━━━ EXERCISE DATA ━━━
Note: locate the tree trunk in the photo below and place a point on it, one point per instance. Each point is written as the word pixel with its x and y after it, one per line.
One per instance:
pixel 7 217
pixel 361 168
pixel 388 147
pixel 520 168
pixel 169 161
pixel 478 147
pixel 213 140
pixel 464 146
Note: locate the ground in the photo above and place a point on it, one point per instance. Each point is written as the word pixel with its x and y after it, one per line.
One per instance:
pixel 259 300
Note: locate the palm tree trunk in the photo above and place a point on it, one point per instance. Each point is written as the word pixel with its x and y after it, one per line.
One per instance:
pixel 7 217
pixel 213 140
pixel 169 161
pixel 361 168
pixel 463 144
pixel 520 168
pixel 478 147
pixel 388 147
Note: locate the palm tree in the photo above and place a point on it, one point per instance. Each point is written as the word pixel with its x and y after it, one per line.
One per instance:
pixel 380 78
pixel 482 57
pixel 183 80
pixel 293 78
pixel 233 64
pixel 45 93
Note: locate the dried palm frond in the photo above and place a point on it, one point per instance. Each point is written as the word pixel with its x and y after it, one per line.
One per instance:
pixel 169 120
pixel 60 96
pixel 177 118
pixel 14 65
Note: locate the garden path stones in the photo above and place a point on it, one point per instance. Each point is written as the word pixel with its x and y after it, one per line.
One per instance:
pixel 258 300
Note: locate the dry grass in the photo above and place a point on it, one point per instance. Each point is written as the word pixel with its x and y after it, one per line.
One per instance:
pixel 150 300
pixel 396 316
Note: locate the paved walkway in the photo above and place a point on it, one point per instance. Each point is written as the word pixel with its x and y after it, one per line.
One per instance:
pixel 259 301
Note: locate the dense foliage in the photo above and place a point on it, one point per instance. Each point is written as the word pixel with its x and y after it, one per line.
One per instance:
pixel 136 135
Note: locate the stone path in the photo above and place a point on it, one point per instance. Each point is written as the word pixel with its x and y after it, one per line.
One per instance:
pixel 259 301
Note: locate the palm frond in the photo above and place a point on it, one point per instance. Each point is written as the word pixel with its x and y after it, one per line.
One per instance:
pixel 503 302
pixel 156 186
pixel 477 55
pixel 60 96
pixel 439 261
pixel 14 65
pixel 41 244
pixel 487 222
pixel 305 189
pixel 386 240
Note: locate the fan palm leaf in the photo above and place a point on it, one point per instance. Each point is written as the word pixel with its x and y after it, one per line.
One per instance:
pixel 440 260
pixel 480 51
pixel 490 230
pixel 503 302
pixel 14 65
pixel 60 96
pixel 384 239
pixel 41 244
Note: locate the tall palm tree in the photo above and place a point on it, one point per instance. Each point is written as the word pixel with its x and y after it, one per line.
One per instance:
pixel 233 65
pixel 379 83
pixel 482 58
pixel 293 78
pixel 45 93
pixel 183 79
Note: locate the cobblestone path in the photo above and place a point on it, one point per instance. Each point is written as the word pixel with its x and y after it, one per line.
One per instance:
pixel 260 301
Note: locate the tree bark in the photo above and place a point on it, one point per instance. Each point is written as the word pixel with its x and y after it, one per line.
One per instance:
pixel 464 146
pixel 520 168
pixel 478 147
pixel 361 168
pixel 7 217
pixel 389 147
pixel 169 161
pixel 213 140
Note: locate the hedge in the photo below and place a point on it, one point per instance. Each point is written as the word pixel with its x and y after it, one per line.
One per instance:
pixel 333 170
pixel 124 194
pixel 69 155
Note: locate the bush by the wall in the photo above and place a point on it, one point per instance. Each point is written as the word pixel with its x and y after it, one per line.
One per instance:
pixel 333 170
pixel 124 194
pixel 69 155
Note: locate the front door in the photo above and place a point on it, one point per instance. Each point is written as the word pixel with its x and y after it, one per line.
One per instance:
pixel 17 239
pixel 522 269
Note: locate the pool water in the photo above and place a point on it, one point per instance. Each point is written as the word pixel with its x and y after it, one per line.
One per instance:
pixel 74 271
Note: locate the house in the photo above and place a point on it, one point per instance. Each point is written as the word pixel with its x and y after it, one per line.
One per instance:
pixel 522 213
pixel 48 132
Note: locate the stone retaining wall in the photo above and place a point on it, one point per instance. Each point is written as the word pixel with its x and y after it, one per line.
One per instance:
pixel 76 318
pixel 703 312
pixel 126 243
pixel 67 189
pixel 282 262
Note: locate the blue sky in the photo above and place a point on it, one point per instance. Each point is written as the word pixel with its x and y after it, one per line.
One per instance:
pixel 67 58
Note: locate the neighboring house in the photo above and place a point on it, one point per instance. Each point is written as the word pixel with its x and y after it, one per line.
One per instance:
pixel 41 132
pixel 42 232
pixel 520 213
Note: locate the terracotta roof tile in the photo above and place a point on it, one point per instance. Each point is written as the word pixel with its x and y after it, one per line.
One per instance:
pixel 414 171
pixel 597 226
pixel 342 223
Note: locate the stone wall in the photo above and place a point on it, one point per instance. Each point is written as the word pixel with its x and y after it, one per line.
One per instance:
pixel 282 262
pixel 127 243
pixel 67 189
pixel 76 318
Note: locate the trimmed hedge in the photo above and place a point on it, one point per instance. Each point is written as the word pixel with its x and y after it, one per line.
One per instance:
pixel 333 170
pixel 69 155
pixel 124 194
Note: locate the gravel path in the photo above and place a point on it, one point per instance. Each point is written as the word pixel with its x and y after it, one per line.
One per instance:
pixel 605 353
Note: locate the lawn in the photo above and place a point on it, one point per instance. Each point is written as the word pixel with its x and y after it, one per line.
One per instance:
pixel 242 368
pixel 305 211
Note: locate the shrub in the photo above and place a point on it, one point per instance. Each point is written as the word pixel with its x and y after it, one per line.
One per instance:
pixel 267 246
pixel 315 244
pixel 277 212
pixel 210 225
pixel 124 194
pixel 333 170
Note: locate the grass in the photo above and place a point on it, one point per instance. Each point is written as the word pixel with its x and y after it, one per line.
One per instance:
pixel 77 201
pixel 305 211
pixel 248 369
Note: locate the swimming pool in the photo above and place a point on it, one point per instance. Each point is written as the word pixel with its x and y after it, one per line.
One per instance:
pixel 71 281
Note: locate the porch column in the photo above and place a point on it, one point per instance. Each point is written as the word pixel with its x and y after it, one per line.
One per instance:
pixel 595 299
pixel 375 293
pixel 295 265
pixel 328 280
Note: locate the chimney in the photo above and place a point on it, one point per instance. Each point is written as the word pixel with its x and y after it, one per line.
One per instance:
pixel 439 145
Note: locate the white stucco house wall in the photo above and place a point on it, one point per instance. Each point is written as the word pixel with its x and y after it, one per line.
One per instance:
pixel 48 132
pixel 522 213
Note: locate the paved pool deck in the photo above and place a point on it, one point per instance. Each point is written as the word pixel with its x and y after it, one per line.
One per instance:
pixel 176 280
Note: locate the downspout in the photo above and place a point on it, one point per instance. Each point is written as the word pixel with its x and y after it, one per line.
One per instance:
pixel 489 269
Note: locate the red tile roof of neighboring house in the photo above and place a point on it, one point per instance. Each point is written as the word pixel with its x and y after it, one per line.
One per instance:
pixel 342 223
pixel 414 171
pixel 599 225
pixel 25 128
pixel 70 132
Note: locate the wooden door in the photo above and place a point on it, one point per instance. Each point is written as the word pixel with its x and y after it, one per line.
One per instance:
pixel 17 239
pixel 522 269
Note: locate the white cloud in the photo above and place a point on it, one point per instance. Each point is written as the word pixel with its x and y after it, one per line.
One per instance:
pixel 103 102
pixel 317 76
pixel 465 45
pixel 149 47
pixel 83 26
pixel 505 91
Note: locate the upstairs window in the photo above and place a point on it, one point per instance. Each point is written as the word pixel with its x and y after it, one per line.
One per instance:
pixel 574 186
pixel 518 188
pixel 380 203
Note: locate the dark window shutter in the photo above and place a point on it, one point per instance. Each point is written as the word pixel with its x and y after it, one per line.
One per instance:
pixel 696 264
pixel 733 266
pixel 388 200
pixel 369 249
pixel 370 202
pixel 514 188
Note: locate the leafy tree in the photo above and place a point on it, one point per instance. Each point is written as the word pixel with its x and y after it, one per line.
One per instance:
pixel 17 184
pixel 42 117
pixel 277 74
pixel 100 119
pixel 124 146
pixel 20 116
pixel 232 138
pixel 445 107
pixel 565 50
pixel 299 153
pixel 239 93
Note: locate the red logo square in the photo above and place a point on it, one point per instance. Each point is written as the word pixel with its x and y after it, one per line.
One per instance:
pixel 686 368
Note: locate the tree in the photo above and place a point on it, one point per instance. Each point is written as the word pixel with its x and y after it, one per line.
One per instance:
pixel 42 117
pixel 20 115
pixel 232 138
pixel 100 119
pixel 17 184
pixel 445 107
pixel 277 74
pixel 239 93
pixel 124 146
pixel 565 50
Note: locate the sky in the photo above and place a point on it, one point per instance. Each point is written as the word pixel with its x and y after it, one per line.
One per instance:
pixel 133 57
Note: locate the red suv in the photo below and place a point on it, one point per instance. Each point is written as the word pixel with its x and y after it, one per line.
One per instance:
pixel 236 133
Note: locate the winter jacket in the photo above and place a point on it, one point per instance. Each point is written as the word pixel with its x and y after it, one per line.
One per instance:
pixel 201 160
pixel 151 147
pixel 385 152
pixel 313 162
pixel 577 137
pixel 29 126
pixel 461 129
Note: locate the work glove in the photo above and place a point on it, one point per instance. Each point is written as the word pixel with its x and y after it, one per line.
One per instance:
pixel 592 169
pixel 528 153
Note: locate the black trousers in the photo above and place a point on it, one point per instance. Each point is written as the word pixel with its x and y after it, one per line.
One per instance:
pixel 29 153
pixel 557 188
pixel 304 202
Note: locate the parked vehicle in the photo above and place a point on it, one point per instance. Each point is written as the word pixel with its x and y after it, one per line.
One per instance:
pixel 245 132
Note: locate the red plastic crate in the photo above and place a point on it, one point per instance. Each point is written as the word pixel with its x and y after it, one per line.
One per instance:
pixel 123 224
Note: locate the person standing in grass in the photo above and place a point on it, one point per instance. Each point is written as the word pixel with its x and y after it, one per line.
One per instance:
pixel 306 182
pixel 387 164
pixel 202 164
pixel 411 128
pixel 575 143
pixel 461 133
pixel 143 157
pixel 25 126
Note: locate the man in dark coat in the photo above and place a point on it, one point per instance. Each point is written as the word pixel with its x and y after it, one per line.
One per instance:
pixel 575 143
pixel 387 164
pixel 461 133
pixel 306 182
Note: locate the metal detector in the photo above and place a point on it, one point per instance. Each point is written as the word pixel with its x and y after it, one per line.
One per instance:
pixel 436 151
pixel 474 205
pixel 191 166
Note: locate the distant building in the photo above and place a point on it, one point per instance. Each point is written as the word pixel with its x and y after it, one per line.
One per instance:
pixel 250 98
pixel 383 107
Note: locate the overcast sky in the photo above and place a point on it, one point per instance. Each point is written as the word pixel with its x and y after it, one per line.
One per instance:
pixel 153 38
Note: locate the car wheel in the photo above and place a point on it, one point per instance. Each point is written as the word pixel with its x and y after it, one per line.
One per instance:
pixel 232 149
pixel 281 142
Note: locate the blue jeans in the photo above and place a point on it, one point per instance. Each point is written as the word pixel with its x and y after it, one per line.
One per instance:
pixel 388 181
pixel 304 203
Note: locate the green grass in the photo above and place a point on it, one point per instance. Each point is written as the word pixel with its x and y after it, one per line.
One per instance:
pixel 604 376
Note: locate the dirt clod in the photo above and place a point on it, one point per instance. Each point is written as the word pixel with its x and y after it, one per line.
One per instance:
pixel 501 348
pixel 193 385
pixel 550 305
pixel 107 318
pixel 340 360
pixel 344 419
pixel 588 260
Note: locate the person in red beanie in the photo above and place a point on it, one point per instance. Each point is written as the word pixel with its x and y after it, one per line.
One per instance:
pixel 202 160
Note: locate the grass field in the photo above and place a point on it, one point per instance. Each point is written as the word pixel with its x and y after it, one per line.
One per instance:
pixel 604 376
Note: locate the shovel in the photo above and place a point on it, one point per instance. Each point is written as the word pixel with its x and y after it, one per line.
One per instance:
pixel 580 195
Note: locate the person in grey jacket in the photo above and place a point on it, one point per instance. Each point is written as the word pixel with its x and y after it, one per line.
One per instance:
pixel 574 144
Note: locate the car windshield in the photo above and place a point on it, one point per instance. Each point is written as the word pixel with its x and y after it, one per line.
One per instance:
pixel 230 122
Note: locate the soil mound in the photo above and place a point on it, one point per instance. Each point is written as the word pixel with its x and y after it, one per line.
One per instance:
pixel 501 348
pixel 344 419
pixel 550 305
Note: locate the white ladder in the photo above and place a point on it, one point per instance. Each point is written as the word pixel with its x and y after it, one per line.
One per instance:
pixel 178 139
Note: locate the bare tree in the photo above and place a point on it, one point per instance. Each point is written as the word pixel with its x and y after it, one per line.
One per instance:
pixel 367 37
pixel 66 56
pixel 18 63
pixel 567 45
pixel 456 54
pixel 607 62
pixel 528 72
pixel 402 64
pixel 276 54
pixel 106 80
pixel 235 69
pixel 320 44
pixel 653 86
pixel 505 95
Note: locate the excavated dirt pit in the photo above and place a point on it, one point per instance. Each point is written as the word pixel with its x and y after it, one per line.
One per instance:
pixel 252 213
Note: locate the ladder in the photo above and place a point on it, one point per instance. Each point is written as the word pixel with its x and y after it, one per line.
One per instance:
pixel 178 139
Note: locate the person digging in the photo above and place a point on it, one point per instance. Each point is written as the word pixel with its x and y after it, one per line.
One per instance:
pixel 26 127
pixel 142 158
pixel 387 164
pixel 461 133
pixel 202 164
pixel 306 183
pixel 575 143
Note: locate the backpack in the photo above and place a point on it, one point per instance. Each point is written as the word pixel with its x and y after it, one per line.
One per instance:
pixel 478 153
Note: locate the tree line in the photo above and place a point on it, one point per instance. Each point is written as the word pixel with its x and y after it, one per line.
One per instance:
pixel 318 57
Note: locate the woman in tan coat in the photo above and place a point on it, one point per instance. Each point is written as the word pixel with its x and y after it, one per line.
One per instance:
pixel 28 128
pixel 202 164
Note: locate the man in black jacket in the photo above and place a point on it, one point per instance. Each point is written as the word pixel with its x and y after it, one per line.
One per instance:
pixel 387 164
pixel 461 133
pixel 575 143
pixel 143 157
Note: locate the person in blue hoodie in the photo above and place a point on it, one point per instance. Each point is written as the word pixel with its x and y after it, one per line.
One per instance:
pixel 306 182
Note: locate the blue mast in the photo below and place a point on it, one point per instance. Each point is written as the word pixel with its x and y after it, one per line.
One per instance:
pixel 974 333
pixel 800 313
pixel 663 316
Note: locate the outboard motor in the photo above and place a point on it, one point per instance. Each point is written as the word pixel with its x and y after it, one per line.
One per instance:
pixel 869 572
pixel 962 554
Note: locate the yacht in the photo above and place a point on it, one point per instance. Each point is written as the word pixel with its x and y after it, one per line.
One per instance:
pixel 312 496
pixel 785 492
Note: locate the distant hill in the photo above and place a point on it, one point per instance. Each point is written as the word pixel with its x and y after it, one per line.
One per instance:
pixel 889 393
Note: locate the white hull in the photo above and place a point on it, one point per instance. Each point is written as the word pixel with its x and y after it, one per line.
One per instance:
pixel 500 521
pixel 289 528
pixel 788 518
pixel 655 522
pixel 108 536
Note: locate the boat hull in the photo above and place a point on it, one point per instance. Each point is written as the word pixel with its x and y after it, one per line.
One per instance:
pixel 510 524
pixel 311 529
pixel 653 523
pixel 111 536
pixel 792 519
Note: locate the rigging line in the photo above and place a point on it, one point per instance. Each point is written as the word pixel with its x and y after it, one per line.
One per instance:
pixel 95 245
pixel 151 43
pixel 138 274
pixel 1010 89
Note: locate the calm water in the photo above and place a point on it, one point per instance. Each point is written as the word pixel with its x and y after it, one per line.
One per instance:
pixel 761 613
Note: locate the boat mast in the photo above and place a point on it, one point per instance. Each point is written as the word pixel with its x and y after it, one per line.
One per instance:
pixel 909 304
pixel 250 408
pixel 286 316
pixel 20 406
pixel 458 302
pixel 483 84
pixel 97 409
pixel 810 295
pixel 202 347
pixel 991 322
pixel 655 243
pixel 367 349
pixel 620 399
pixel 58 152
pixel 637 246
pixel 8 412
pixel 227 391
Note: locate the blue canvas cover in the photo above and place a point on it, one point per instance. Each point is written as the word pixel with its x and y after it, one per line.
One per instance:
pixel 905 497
━━━
_WORK INSTRUCTIONS:_
Copy every line from the records that holds the string "door".

_EXERCISE RESPONSE:_
Note: locate the front door in the photo above and place a point on it, one point per instance. Each point is written as the word pixel with its x and y after it, one per line.
Note: locate the wooden door in the photo above and place a point on it, one point per instance. Each point is written as the word pixel with its x and y after it, one per line.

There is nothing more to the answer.